## BEGIN PASSAGE PROVIDED

Design supplied by the agency in 2024
Design wasn’t just underperforming, it also lacked governance. Before redesigning interfaces, we needed to redesign how design operated across the portfolio.

A glimpse of designs developed by the in-house design team in 2024
Building the Design Organization from Zero
In year one, I worked alone. By year six, the team had grown to eight designers across the North America, EMEA and India, supported by consultants and managed vendors. The growth was steady 0 → 2 → 5 → 8 → 10 designers.

As maturity increased, roles evolved from generalists into specialists aligned with business priorities — design systems, CRO experimentation, automation/AI integration, and senior brand-aligned product designers.

I introduced hiring scorecards, structured performance reviews (annual + quarterly), KPI-linked evaluation, and regional salary benchmarking guidance. Two designers were promoted into senior roles under my leadership; two exits were managed after extended coaching cycles to maintain standards.

## END PASSAGE PROVIDED

* **PROMPT 1**:
The passage above says team roles moved from generalists into specialists. Name every specialty it lists.
* **PROMPT 2**:
Reproduce the passage word for word, beginning at "Design supplied by" and stopping after "across the portfolio.".

## BEGIN DATA SHOWN

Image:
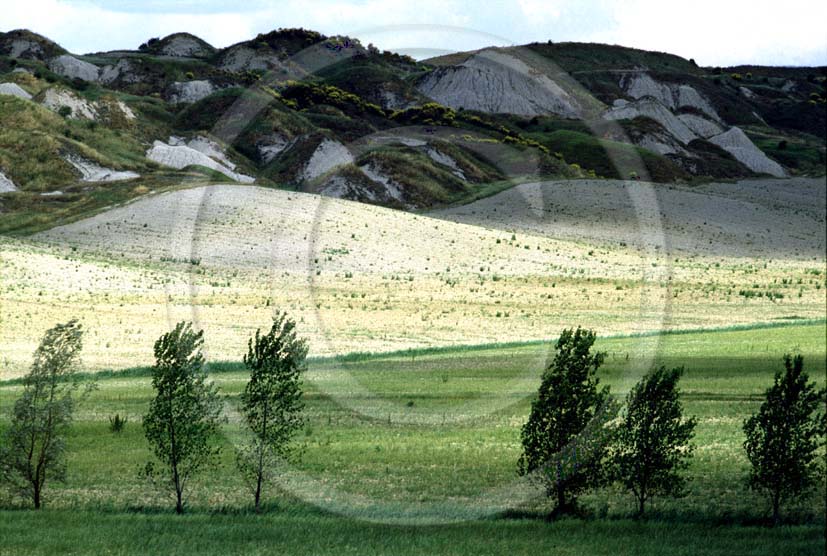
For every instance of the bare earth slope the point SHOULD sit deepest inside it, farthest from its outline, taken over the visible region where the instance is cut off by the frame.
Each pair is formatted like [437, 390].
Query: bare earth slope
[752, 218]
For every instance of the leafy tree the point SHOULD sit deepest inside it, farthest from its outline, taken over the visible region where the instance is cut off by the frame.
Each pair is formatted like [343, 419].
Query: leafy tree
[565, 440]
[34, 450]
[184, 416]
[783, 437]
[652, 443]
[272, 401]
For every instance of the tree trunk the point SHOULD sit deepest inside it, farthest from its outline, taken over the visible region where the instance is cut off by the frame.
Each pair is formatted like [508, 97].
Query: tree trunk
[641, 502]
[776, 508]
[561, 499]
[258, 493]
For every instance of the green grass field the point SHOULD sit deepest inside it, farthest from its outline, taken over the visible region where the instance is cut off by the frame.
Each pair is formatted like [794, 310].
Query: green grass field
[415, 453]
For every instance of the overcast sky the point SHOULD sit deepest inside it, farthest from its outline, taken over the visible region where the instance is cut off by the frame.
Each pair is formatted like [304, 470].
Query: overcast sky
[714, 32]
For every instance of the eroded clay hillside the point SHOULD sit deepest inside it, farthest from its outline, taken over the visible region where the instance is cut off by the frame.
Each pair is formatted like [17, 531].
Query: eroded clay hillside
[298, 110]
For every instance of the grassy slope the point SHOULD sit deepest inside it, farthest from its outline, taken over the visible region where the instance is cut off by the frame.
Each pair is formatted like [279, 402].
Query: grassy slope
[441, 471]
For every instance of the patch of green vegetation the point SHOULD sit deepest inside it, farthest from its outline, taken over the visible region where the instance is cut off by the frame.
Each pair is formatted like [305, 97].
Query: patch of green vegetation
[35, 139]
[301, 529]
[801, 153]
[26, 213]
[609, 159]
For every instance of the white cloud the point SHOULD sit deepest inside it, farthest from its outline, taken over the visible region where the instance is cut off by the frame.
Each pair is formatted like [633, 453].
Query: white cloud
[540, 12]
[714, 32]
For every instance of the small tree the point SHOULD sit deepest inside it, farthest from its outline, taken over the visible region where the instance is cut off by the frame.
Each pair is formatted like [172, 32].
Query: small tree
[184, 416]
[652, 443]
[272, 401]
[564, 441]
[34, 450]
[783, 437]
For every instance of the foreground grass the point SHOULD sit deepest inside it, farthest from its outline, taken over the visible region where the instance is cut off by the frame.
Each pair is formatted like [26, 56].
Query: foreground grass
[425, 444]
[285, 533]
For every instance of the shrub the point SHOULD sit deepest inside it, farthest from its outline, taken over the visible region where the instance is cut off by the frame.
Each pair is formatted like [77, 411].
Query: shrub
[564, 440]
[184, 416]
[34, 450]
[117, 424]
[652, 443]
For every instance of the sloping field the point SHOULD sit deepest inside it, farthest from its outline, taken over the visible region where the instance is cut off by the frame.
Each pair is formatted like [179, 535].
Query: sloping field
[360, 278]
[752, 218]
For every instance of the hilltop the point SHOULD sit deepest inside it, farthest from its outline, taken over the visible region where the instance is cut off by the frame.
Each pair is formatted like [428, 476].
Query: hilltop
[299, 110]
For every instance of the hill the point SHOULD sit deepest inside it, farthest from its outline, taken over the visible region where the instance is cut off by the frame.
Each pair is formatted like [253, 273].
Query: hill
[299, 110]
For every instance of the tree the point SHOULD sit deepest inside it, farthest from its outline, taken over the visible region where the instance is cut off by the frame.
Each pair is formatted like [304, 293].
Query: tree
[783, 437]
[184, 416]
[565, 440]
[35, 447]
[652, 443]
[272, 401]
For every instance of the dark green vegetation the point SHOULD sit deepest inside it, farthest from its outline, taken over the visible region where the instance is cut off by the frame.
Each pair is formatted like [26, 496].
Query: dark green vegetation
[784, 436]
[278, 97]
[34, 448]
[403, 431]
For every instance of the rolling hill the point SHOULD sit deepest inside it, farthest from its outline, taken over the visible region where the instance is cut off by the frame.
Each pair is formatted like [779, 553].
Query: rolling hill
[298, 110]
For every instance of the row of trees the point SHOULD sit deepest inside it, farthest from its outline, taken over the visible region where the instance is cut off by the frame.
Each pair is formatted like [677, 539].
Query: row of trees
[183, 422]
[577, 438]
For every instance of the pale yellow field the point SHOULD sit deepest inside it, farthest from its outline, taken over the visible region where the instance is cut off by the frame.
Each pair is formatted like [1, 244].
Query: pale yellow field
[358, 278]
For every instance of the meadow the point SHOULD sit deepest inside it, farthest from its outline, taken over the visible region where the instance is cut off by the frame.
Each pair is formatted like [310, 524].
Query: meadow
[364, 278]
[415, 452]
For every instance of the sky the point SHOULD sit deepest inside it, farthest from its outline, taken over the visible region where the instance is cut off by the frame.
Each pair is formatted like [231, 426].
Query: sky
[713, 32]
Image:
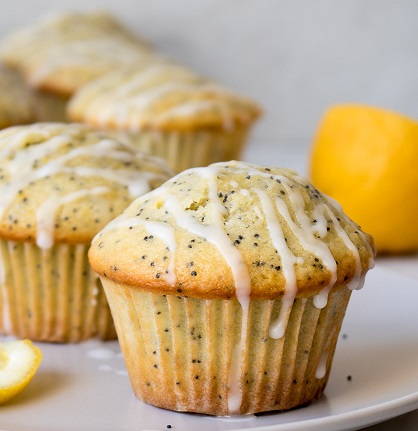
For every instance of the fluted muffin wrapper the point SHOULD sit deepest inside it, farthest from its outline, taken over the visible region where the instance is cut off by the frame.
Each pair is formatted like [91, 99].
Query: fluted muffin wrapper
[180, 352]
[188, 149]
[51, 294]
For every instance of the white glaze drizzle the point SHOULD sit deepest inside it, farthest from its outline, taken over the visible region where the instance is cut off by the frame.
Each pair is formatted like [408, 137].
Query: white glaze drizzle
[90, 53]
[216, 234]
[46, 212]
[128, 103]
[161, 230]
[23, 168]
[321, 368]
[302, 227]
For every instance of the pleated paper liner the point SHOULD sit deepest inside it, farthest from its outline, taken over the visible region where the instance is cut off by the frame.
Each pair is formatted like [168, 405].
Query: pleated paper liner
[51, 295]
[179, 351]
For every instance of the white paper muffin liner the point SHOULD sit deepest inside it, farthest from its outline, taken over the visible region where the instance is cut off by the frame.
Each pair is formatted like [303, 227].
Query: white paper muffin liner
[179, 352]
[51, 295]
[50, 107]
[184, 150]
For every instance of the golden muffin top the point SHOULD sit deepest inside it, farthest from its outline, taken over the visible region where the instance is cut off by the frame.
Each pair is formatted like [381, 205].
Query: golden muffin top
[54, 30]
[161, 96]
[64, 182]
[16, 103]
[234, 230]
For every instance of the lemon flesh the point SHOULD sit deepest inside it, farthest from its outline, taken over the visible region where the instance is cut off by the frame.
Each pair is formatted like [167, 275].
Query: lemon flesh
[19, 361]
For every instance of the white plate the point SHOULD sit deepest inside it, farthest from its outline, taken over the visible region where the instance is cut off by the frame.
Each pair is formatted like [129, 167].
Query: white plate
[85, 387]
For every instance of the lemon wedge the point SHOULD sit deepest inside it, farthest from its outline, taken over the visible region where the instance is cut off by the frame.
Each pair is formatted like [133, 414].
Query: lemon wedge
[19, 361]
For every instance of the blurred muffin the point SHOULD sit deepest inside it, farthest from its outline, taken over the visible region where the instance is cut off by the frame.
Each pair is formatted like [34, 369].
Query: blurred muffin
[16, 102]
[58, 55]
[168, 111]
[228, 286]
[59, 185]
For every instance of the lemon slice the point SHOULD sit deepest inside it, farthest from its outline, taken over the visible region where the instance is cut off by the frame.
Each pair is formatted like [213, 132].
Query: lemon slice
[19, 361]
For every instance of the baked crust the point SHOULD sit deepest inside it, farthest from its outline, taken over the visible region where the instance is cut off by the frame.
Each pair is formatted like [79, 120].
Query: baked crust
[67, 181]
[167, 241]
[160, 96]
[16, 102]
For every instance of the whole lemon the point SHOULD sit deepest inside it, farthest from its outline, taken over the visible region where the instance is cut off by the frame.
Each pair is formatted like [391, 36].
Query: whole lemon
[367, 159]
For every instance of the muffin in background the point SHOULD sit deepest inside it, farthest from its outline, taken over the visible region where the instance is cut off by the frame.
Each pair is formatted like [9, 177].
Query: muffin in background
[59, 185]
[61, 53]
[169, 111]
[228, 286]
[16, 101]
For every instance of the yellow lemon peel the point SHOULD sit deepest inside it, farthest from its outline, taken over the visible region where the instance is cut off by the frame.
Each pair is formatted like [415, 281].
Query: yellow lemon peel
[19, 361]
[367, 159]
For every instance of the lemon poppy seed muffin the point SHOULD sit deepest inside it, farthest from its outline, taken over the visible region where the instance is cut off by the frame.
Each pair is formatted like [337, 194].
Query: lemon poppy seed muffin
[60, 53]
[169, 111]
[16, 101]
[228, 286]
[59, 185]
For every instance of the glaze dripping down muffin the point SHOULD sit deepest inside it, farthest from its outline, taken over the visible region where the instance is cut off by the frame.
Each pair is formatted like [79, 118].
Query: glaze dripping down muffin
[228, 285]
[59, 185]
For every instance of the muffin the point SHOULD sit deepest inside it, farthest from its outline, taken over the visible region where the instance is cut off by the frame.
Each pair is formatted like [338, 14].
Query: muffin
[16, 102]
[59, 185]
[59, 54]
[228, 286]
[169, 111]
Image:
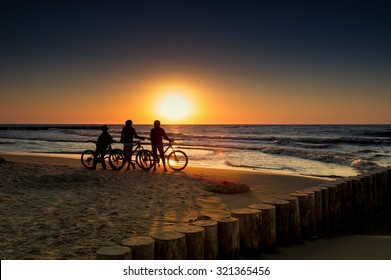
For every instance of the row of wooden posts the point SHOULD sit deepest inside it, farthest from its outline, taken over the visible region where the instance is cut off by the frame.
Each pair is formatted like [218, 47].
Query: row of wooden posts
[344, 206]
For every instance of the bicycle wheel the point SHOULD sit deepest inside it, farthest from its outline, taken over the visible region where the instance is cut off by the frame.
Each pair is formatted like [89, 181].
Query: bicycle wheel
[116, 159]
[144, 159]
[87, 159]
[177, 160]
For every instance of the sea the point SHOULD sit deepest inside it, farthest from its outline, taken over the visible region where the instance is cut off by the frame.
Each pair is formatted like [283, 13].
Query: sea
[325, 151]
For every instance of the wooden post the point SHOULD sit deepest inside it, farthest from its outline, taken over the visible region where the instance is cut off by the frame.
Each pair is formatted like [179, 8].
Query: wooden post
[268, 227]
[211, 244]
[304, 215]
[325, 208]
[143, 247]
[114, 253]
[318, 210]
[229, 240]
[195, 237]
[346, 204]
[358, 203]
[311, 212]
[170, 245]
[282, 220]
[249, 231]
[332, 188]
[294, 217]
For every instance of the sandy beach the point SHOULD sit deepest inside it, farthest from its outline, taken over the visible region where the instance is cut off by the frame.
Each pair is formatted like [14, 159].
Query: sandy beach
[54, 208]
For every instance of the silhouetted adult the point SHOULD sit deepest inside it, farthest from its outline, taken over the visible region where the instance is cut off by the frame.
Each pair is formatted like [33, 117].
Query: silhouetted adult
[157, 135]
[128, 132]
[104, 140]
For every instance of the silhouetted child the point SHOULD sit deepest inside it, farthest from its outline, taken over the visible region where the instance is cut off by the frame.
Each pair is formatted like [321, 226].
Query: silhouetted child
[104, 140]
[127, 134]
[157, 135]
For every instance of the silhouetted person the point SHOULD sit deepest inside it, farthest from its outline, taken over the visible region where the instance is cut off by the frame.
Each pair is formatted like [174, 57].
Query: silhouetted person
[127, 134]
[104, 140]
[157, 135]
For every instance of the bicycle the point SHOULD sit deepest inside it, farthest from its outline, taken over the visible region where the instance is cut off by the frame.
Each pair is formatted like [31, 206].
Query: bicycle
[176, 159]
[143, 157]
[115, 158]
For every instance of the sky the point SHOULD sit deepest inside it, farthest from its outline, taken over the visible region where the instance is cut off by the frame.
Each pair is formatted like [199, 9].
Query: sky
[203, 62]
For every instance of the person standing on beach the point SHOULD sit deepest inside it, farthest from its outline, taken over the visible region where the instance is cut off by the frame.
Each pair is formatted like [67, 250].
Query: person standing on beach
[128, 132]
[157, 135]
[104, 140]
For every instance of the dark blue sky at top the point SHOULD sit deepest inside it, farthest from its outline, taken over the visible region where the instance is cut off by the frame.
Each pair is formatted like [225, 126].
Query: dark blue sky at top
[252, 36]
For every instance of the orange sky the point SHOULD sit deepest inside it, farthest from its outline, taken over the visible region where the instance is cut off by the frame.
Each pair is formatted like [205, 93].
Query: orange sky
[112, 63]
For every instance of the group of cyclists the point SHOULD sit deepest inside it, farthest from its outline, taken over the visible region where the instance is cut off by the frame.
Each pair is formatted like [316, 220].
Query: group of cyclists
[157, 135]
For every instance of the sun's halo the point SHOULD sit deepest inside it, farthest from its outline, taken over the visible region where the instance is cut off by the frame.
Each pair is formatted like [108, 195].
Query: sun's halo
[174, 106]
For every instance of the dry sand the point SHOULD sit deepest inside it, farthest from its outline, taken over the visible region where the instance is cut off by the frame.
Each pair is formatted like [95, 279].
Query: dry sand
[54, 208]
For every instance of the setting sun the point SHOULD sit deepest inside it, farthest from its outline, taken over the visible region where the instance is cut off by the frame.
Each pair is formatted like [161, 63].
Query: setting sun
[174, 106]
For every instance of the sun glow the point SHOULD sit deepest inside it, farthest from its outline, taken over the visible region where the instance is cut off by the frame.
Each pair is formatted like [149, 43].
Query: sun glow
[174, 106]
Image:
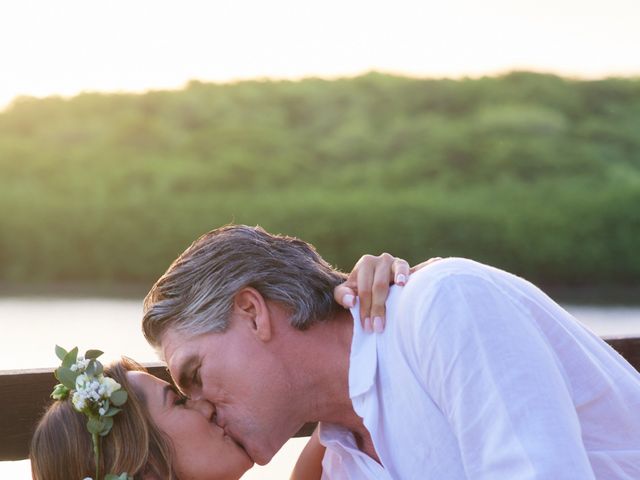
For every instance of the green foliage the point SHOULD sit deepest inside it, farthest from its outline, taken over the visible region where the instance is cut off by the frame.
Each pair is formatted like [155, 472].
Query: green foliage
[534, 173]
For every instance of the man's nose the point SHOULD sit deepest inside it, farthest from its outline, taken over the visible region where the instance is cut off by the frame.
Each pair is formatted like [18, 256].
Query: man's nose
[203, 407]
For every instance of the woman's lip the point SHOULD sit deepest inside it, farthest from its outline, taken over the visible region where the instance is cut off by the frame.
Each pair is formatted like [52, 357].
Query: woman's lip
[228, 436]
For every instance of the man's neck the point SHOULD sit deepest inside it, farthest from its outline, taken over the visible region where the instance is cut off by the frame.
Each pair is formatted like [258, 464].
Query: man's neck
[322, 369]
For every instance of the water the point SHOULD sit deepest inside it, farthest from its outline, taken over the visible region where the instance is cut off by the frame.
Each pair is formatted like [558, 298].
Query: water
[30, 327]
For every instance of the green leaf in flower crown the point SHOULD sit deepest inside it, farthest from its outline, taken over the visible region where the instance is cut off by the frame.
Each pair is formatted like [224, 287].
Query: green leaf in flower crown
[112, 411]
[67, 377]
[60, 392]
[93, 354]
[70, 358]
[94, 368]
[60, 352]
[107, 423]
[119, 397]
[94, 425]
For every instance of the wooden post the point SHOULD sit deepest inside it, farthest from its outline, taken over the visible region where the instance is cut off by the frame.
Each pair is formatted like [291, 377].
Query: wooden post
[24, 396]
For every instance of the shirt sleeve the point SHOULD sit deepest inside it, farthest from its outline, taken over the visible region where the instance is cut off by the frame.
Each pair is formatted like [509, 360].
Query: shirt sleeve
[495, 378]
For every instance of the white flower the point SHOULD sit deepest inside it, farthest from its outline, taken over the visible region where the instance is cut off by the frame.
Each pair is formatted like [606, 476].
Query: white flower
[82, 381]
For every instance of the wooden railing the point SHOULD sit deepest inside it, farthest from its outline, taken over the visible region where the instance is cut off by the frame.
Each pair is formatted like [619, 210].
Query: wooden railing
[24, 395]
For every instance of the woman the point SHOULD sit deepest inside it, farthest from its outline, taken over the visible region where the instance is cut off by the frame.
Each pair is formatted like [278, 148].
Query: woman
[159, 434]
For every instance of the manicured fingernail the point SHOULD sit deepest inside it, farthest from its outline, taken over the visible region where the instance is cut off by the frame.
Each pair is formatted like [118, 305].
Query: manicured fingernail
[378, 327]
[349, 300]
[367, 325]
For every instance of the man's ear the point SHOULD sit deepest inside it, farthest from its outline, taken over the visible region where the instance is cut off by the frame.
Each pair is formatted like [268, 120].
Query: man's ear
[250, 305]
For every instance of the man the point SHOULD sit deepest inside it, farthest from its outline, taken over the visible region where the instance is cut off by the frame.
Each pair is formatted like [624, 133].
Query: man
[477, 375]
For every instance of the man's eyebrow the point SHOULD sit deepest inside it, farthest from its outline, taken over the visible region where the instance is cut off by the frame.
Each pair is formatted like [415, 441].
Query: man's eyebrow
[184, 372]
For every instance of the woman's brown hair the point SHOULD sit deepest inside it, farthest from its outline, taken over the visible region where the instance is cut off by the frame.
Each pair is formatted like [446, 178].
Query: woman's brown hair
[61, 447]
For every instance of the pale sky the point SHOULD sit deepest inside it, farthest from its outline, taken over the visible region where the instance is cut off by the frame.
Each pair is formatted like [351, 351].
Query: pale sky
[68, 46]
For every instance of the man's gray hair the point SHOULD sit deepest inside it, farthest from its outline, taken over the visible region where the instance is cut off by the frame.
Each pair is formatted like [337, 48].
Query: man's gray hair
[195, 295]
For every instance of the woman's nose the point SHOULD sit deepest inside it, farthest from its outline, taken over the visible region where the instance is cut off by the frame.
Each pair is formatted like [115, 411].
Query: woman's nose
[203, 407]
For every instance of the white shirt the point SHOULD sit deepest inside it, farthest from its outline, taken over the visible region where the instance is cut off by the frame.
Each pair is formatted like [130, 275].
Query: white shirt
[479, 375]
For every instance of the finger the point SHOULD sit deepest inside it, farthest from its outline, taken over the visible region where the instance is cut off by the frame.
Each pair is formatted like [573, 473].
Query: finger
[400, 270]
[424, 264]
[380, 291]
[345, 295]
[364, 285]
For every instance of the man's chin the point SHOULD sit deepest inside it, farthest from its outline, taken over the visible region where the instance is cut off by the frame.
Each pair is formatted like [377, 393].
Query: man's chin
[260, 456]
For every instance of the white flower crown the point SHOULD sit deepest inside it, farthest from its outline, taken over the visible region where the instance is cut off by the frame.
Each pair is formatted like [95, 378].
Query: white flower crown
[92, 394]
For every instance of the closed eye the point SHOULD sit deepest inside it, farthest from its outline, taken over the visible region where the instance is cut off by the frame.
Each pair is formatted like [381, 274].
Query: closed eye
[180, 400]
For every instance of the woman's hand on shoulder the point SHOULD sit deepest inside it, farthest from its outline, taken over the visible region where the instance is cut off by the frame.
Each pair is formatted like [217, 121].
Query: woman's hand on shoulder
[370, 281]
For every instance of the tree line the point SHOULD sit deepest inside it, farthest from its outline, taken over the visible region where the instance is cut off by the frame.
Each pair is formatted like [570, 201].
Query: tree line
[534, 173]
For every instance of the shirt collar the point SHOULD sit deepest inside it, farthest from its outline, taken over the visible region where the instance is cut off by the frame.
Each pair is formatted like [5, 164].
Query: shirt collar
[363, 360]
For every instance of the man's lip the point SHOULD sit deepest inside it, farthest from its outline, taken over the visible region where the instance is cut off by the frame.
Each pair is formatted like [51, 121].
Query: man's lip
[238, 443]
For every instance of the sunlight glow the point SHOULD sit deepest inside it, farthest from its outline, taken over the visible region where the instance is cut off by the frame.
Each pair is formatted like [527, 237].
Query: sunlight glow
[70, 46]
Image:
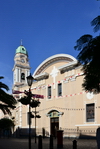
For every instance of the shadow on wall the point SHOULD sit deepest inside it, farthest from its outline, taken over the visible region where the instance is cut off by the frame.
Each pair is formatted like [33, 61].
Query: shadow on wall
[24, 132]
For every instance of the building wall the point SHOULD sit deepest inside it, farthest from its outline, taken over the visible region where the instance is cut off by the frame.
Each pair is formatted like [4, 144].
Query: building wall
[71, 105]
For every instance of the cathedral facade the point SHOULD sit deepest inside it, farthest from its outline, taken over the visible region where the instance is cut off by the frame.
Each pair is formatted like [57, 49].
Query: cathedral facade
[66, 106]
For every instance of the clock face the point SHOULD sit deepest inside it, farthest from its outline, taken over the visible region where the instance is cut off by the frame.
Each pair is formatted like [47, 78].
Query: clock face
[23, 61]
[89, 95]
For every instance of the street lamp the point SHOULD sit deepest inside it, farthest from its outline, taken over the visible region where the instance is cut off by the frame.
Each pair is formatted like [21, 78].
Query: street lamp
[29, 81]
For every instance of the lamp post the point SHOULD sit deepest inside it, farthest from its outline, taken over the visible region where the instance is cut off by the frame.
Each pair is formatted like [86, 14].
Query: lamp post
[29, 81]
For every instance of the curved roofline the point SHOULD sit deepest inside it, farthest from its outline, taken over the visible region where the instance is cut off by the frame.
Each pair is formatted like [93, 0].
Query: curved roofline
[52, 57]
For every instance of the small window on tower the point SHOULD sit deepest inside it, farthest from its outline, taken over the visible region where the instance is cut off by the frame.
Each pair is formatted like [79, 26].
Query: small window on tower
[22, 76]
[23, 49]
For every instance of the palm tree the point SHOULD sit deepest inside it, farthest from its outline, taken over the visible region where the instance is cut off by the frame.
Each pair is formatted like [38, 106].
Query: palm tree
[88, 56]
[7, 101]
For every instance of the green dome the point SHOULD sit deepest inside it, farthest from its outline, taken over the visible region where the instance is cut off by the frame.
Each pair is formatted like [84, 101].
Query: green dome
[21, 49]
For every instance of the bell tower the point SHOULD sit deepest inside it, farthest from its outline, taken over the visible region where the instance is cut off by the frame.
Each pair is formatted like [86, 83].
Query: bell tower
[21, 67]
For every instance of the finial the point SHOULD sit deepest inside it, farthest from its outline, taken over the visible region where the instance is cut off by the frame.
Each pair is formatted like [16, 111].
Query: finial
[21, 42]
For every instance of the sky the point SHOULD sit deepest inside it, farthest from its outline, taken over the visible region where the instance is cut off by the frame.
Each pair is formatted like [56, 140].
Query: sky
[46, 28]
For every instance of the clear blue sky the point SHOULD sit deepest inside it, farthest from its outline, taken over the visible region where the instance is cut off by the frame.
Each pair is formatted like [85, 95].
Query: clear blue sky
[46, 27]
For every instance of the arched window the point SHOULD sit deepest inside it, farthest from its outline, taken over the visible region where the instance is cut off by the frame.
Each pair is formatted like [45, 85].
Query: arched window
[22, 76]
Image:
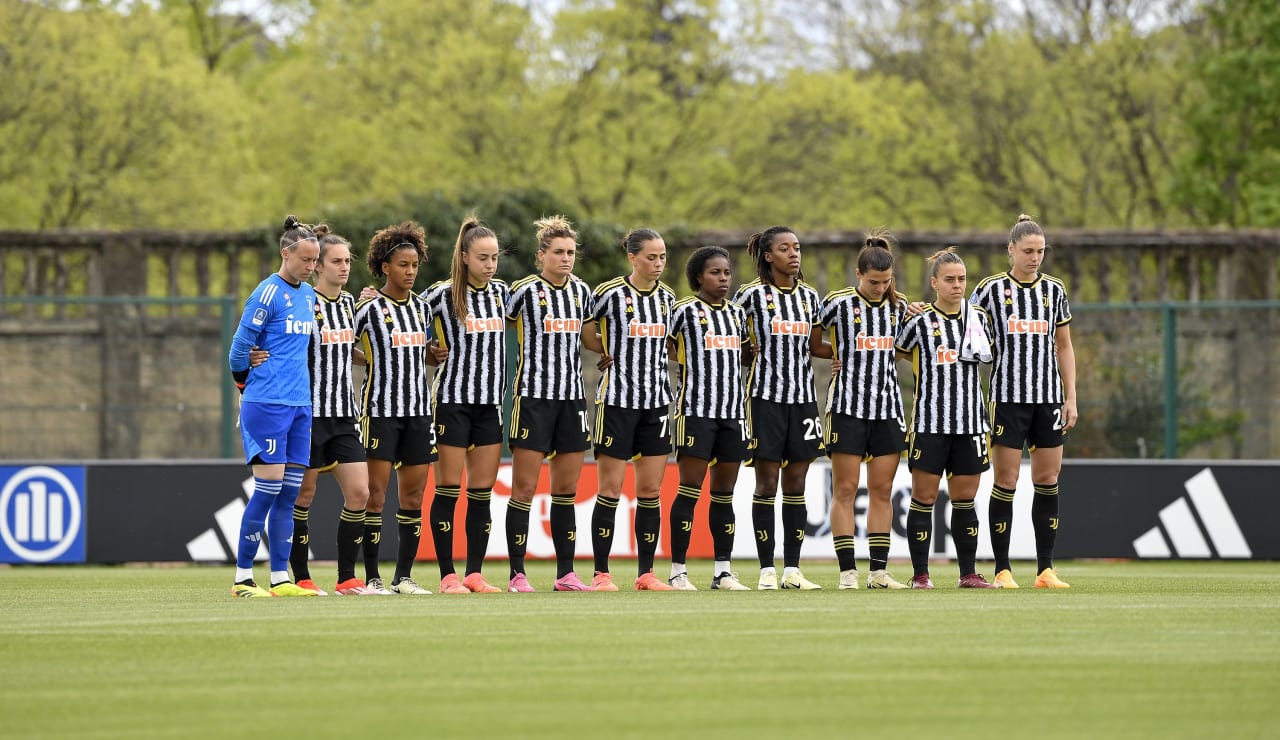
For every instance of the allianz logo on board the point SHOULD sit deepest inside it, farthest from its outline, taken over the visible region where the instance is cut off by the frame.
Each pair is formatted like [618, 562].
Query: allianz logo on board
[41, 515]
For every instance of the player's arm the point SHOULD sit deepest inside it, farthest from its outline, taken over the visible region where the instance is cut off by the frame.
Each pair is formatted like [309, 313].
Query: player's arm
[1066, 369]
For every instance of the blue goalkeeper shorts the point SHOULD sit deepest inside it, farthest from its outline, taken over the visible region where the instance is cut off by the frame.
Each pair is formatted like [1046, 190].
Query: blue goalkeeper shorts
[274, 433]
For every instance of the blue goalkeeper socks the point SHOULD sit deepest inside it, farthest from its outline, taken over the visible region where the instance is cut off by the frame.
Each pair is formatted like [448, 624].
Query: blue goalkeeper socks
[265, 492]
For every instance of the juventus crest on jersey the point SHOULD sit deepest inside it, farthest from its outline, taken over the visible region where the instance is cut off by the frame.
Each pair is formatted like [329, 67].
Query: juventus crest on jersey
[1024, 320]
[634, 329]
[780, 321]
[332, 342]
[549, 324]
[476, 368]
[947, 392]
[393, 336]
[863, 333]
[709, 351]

## END DATA SHOWN

* **EXERCISE RESULT 1**:
- Design systems
- CRO experimentation
- Automation/AI integration
- Senior brand-aligned product designers

* **EXERCISE RESULT 2**:
Design supplied by the agency in 2024
Design wasn’t just underperforming, it also lacked governance. Before redesigning interfaces, we needed to redesign how design operated across the portfolio.